Copy out every record precisely.

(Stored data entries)
-*-*-
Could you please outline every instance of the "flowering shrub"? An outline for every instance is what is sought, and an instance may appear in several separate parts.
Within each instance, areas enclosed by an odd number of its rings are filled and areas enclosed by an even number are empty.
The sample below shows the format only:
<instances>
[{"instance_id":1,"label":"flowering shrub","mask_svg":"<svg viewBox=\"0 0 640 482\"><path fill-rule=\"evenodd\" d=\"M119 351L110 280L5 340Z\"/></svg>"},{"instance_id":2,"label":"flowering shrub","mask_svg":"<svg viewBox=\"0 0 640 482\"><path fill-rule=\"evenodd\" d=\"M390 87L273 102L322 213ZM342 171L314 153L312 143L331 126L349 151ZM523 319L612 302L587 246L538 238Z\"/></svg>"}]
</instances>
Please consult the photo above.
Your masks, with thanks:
-*-*-
◆ ANSWER BOX
Could you please outline every instance of the "flowering shrub"? An outline for every instance is what is sought, and an instance may appear in several separate parts.
Within each instance, areas enclosed by an odd number of its rings are filled and areas enclosed by an even number are empty.
The sample below shows the format only:
<instances>
[{"instance_id":1,"label":"flowering shrub","mask_svg":"<svg viewBox=\"0 0 640 482\"><path fill-rule=\"evenodd\" d=\"M119 351L110 280L5 340Z\"/></svg>"},{"instance_id":2,"label":"flowering shrub","mask_svg":"<svg viewBox=\"0 0 640 482\"><path fill-rule=\"evenodd\" d=\"M390 87L273 102L322 213ZM342 171L314 153L312 143L331 126L349 151ZM523 319L612 302L587 246L538 238Z\"/></svg>"}]
</instances>
Please consult the photo above.
Your masks, with thanks:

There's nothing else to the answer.